Task instructions
Using the poll report below, answer each question briefly.
(a) What percentage of Republicans say they always wear a mask outside their homes?
(b) What share of Americans ages 65 and older say they are fully vaccinated?
(c) How many U.S. adult citizens were in the survey sample?

Provided passage
Face masks are one of the ways Americans can protect themselves and others from contracting COVID-19. But many people aren’t happy about wearing masks for long periods of time, with two to three hours — the length of a concert, a movie, or less than half of a school day — the typical amount of time Americans say they can be comfortable wearing a mask continuously, according to the latest Economist/YouGov Poll. Not surprisingly, people who are most likely to wear a mask are also more likely to tolerate wearing one for longer periods of time.
Wearing face masks has become a political act, like many kinds of behavior related to COVID. Democrats are far more likely to say they always wear a face mask outside their homes: 55% of Democrats say they always wear a mask, while just 21% of Republicans do. Three in ten Republicans say they never wear a mask, compared with 5% of Democrats. Half of the people who always wear masks outside their homes say they can wear a mask comfortably for more than three hours at a time.
Other measures meant to limit the spread of COVID also divide opinion by political party. While 84% of Democrats favor mask mandates for K-12 students, only 27% of Republicans do them. And 86% of Democrats report being fully vaccinated, compared with 58% of Republicans.
While politics is tied to vaccine acceptance, there are other factors that correspond to divides at least as great on vaccination. One is age: 80% of Americans ages 65 and older say they are fully vaccinated; barely half of people between ages 18 and 29 are. Another factor is education. About eight in ten of Americans with college degrees report that they are fully vaccinated, but only 48% of Americans with a high school degree or less as their highest attained educational level say the same. That is a 31-point gap. The age and education differences exist within each party as well.
The party gap persists in whether health or economic concerns about the pandemic predominate. A majority of Americans are more concerned about the health effects of the pandemic than about its economic effects – a priority that has persisted since earlier stages of the outbreak. This week, 57% are more concerned about the health effects of the pandemic, with 43% more concerned about its economic effects. That continues to be the case even though more than half of Americans today believe the economy is getting worse – the highest percentage saying this since spring 2020, when the pandemic was in its first devastating surge.
More Republicans, however, prioritize economic-related pandemic concerns than do health-related concerns, as they have throughout most of the pandemic. Except during April 2020 — during the first pandemic surge when the unemployment rate jumped into double digits — Republicans consistently have worried more about what the pandemic is doing to the U.S economy than how it is affecting American health.
Americans who worry more about the pandemic’s impact on the economy are wearing masks much less than those who are more concerned about the impact on health. About one in three (36%) say they wear masks most of the time or always, less than half the share (74%) of Americans who worry more about the pandemic’s impact on health who wear masks most of the time or always.
Methodology: The Economist survey was conducted by YouGov using a nationally representative sample of 1,500 U.S. adult citizens interviewed online between October 24 - 26, 2021. This sample was weighted according to gender, age, race, and education based on the 2018 American Community Survey, conducted by the U.S. Census Bureau, as well as 2016 and 2020 Presidential votes (or non-votes). Respondents were selected from YouGov’s opt-in panel to be representative of all U.S. citizens. The margin of error is approximately 3% for the overall sample.

Data to examine

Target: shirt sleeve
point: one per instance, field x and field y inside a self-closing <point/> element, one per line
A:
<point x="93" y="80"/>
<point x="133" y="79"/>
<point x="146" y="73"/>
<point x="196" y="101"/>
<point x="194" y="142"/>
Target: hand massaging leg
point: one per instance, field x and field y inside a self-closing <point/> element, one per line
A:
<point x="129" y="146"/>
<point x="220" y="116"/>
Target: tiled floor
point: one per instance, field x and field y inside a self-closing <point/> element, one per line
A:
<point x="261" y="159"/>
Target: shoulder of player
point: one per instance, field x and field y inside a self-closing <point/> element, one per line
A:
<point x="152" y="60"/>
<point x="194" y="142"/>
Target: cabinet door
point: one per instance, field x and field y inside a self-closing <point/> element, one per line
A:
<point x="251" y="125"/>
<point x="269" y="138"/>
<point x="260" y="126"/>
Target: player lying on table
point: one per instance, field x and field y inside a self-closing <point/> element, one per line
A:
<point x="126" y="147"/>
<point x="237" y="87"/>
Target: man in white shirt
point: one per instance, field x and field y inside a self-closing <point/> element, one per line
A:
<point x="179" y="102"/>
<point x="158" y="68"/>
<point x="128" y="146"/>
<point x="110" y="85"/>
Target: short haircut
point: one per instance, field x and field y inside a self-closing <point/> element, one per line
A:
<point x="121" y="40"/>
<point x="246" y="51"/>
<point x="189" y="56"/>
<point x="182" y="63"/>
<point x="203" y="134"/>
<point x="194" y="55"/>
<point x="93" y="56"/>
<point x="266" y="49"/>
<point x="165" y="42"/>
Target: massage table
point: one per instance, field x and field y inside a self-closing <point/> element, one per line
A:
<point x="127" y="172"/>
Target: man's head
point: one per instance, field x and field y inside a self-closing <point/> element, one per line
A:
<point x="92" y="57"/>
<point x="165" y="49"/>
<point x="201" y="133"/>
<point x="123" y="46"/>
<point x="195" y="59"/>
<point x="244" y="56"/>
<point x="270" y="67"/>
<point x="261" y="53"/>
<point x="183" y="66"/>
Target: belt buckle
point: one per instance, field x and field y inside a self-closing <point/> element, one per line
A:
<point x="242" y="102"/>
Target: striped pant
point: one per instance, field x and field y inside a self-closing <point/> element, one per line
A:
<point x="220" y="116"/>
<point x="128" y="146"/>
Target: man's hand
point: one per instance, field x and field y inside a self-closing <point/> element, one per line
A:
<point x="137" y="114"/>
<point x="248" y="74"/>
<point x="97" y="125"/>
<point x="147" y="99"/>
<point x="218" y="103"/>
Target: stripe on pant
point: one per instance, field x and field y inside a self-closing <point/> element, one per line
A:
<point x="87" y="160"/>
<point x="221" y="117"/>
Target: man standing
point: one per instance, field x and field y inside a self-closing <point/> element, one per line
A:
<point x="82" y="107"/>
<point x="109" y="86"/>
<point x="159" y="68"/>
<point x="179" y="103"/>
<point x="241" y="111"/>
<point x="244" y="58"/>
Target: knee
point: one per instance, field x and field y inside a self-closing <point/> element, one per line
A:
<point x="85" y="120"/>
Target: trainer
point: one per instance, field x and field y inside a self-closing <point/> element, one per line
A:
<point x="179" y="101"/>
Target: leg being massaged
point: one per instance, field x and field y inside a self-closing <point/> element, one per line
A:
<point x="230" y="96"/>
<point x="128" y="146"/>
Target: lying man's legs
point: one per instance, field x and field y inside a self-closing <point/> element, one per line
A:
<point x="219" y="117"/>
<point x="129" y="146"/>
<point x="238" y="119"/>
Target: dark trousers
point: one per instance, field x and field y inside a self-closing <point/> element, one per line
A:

The completed task
(a) 21%
(b) 80%
(c) 1,500